### Trecho apresentado
◆ ◆ ◆

Com base nesses elementos é possível se chegar aos requisitos necessários a contratação de um empregado por um determinado empregador e as características provenientes dessa relação que caracterizam o trabalho e consecutivamente o vinculo empregatício.
Dessa maneira, ao longo dos anos as características provenientes desse vinculo bem como as relações em sociedade deram origem a praticas fraudulentas na contratação de determinados ofícios trabalhistas, ou seja, o empregador levando em consideração seu poder econômico de mercado e de mando acaba encontrando no meio social formas de contratar seus empregados burlando regras com a finalidade de fraudar as leis trabalhistas impossibilitando que os empregados não obtenham direitos provindos da relação de trabalho.
Uma das práticas fraudulentas tidas como contratação irregular que será o objeto de estudo desse trabalho é a “socialização de empregados” situação em que o empregador propõe ao empregado cotas minoritárias da empresa ao invés da contratação regular com a carteira assinada.
Assim, conforme será abordado de forma aprofundada ao longo desse trabalho, o Direito de Trabalho modernizou-se para alcançar a deflagração de tal instituto e bani-lo através da possibilidade do vínculo empregatício aos empregados detentores de cotas minoritárias de um mesmo grupo econômico.
1 Visão Geral - Contrato de Trabalho - Vínculo empregatício e as Contratações irregulares
O contrato de Trabalho nada mais é do que o acordo firmado entre o empregado e empregador afim de que se preste determinado serviço e assim tem-se a relação de trabalho.
O Vínculo empregatício se tem a partir dessa relação. A Consolidação das leis Trabalhistas (CLT) disciplina em seu texto o que vem a ser a figura do empregado, empregador e os requisitos para que seja possível se chegar a concretização desse vínculo.
Dessa forma a CLT entende como empregador:
Art. 2º - Considera-se empregador a empresa, individual ou coletiva, que, assumindo os riscos da atividade econômica, admite, assalaria e dirige a prestação pessoal de serviço.

◆ ◆ ◆

### Informações fornecidas

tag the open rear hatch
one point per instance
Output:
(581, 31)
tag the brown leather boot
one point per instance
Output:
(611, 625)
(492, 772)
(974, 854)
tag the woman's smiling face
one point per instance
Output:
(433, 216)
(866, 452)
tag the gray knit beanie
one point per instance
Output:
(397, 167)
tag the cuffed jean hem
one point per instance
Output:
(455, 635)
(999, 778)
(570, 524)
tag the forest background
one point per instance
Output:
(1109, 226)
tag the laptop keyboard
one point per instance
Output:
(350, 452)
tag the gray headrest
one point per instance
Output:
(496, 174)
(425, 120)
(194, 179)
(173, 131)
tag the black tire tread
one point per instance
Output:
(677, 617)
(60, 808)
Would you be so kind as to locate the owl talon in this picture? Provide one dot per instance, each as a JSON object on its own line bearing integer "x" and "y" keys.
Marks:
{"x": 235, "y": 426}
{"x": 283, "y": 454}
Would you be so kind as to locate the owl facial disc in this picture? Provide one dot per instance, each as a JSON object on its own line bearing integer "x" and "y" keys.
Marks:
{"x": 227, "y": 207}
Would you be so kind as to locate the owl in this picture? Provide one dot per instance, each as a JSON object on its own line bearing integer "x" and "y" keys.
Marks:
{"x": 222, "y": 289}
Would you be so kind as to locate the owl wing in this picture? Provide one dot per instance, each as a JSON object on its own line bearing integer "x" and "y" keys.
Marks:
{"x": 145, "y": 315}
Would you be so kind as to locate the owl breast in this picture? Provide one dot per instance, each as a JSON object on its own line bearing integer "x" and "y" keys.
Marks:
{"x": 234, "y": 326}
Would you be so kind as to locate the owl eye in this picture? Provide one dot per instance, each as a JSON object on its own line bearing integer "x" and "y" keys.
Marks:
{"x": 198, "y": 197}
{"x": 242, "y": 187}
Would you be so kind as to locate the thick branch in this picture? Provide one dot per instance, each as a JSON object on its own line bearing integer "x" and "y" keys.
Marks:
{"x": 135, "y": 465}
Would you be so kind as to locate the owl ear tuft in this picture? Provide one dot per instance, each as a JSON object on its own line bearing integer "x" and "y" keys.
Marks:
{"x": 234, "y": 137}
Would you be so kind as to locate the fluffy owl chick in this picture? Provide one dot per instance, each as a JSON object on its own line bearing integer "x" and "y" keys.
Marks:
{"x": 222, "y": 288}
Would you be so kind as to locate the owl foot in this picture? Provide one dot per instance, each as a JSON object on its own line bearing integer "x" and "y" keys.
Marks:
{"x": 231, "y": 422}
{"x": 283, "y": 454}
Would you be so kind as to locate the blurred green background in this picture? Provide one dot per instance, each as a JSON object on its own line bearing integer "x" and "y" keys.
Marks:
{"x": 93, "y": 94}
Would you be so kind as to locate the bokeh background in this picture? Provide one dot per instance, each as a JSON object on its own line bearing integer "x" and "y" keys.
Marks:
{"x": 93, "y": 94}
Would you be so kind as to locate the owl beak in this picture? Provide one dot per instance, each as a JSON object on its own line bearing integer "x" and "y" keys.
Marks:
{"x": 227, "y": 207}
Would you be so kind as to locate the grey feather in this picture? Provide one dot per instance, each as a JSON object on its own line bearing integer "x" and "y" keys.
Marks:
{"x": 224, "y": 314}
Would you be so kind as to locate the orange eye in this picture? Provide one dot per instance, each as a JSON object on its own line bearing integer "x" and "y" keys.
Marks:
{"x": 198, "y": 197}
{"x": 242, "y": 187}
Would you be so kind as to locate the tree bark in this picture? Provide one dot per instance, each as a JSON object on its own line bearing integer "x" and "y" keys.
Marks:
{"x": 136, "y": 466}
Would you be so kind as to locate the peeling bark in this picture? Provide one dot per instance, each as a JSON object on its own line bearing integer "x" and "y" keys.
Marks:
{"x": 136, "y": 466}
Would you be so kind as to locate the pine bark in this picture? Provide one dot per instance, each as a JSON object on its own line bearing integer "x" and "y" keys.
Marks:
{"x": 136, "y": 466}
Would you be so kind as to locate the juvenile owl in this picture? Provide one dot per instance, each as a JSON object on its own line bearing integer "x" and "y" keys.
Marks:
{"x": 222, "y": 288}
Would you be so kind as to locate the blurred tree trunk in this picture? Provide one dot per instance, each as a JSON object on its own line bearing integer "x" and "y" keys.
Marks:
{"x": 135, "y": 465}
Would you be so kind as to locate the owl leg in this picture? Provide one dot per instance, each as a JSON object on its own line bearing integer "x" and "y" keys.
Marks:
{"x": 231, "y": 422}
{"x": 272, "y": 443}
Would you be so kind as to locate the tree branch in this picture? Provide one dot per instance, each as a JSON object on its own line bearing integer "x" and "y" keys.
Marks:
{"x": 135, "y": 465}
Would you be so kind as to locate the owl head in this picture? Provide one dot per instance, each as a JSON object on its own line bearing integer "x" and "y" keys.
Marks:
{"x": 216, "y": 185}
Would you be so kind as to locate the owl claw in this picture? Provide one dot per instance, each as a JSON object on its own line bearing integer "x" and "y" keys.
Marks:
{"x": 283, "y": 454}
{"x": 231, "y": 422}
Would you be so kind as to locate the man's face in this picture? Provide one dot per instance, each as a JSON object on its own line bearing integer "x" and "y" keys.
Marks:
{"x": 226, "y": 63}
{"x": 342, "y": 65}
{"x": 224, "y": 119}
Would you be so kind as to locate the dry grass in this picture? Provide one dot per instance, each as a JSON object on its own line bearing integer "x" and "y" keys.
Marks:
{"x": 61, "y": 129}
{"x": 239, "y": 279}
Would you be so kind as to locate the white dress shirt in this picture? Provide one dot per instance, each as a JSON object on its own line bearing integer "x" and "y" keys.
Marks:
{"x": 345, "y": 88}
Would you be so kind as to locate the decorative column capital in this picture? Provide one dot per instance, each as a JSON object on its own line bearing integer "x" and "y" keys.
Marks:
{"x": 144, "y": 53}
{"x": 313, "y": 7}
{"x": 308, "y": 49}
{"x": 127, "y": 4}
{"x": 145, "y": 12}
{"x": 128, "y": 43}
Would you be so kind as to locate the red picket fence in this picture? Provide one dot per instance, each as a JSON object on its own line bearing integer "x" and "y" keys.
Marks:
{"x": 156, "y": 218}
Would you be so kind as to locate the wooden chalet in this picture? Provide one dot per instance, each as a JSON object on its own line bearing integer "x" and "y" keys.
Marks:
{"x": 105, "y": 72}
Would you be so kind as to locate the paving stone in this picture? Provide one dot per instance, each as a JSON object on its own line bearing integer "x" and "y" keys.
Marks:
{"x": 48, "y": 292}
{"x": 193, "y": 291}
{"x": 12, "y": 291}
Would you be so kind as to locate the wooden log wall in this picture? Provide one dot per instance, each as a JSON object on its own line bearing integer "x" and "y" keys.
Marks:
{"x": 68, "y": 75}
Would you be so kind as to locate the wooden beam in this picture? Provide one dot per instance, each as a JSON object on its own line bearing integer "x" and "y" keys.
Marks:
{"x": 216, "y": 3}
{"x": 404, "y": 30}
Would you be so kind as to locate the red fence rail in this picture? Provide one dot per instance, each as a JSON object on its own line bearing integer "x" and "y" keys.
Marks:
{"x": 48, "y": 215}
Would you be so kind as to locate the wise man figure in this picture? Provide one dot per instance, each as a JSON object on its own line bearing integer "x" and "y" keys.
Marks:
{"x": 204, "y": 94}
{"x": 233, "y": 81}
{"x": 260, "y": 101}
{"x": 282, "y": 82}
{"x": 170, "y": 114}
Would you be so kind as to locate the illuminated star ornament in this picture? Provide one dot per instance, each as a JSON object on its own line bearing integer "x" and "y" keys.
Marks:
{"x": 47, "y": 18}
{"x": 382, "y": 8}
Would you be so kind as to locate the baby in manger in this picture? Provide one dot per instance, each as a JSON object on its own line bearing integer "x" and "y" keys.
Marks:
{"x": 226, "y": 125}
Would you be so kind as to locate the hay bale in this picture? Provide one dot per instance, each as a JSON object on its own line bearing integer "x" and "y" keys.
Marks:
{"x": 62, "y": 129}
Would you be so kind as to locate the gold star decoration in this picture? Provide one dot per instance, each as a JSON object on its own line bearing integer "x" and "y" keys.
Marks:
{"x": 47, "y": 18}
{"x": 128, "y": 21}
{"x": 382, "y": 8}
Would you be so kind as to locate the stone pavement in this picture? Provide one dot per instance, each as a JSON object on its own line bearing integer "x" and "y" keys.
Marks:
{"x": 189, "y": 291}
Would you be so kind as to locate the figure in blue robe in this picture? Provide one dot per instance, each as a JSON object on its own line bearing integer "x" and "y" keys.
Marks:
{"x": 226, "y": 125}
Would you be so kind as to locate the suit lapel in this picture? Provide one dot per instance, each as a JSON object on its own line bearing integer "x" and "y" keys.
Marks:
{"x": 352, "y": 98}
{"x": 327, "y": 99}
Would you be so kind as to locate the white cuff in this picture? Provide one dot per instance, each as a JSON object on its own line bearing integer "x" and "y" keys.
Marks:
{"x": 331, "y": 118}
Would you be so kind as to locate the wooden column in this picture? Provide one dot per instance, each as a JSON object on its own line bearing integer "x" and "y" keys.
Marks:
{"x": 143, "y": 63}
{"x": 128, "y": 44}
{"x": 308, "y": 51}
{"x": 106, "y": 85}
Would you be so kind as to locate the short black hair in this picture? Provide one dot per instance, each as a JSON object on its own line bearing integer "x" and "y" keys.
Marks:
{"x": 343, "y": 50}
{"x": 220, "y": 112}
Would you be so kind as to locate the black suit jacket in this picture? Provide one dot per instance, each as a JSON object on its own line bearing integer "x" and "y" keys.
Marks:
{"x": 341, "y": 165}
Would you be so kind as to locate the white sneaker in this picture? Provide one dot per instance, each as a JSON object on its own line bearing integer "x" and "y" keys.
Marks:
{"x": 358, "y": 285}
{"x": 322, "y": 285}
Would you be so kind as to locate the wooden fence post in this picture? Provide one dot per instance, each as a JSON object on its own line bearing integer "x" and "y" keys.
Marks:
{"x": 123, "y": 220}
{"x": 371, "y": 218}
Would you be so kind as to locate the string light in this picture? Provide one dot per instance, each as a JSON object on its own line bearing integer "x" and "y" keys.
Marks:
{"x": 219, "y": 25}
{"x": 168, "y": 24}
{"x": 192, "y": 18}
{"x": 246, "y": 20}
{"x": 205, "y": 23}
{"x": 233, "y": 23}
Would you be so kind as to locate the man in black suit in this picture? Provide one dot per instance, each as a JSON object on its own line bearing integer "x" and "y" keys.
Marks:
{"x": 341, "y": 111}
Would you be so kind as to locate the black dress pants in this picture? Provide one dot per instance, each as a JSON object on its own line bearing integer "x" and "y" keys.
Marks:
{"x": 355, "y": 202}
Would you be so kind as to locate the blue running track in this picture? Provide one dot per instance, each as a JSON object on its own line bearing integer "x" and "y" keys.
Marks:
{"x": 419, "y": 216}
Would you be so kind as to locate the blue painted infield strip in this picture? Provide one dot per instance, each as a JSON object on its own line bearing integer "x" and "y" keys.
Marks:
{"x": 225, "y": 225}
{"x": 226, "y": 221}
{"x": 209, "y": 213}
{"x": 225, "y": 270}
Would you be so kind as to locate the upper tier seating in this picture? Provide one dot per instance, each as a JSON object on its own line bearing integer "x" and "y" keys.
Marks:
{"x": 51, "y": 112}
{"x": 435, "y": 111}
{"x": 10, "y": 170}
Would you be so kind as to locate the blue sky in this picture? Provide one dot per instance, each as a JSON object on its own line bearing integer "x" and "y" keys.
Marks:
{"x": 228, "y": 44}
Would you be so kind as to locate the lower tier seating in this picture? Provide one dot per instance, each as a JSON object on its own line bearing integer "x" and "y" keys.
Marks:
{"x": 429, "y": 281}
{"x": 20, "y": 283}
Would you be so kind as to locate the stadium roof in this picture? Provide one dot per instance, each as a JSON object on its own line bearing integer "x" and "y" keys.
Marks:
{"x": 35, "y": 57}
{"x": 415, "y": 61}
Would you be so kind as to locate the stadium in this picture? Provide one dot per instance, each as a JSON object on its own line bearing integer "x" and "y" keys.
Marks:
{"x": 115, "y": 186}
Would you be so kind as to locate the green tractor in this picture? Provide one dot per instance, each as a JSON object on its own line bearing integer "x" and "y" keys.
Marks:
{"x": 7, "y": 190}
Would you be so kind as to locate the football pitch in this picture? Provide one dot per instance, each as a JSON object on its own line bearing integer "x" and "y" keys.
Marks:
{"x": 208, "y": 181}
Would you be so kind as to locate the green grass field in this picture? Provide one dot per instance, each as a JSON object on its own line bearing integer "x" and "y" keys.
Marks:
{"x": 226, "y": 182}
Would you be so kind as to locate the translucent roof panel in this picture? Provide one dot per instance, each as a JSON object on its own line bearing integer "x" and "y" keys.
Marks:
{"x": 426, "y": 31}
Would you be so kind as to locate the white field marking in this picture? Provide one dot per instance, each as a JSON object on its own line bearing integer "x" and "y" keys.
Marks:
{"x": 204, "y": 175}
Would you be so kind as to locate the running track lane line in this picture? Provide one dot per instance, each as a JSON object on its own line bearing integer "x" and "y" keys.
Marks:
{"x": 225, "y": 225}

◆ ◆ ◆

### Instruções do exercício
(1) De acordo com o trecho sobre vínculo empregatício, em que consiste a chamada "socialização de empregados"?
(2) Transcreva fielmente a parte do trecho sobre vínculo empregatício que começa em "Assim, conforme será" e termina em "concretização desse vínculo.".
As entradas não são necessárias para realizar as tarefas.

### Respostas completas
(1) É a situação em que o empregador propõe ao empregado cotas minoritárias da empresa em vez da contratação regular com a carteira assinada.

(2)
Assim, conforme será abordado de forma aprofundada ao longo desse trabalho, o Direito de Trabalho modernizou-se para alcançar a deflagração de tal instituto e bani-lo através da possibilidade do vínculo empregatício aos empregados detentores de cotas minoritárias de um mesmo grupo econômico.
1 Visão Geral - Contrato de Trabalho - Vínculo empregatício e as Contratações irregulares
O contrato de Trabalho nada mais é do que o acordo firmado entre o empregado e empregador afim de que se preste determinado serviço e assim tem-se a relação de trabalho.
O Vínculo empregatício se tem a partir dessa relação. A Consolidação das leis Trabalhistas (CLT) disciplina em seu texto o que vem a ser a figura do empregado, empregador e os requisitos para que seja possível se chegar a concretização desse vínculo.